▶ _Texte fourni_
········

Puissance1

Ce qui se manifeste par l’idée de puissance ce peut être l’image d’un pouvoir institué : C’est ainsi qu’on disait autrefois, avant 1982 : le Dominion du Canada, ou, en français, la Puissance du Canada, en référence à cette émanation géopolitique de l’Empire britannique, dont nous sommes peut-être, si on est chanceux, citoyens.

La puissance, potestas, un mot latin pour référer aux soi-disant souverainetés des monarchies absolues qui, avec l’aval de l’Empire chrétien d’occident, fameux monopole spirituel, ont commandé des conquêtes à des business de transport intercontinental, à des banques et des compagnies d’assurance, à des sous-traitants et à des pirates, à des congrégations religieuses, à des soldats à la petite semaine, et à des spécialistes des ressources humaines – engagés, colons, esclaves, notaires et filles du roi, influenceurs, petites mains, c’est quoi ta job?

········

▶ _Données enregistrées_
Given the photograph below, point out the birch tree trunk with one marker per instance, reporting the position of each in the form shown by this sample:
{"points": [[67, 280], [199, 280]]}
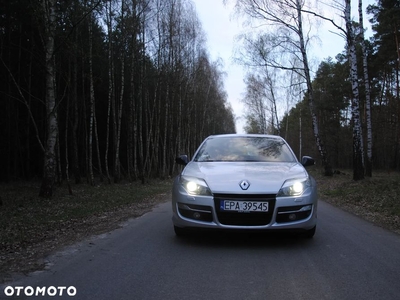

········

▶ _Détails du problème_
Reproduisez à l'identique le passage du texte sur la puissance qui débute aux mots « Ce qui se manifeste » et s'arrête après les mots « quoi ta job? ».

▶ _Réponse à l'exercice_
Ce qui se manifeste par l’idée de puissance ce peut être l’image d’un pouvoir institué : C’est ainsi qu’on disait autrefois, avant 1982 : le Dominion du Canada, ou, en français, la Puissance du Canada, en référence à cette émanation géopolitique de l’Empire britannique, dont nous sommes peut-être, si on est chanceux, citoyens.

La puissance, potestas, un mot latin pour référer aux soi-disant souverainetés des monarchies absolues qui, avec l’aval de l’Empire chrétien d’occident, fameux monopole spirituel, ont commandé des conquêtes à des business de transport intercontinental, à des banques et des compagnies d’assurance, à des sous-traitants et à des pirates, à des congrégations religieuses, à des soldats à la petite semaine, et à des spécialistes des ressources humaines – engagés, colons, esclaves, notaires et filles du roi, influenceurs, petites mains, c’est quoi ta job?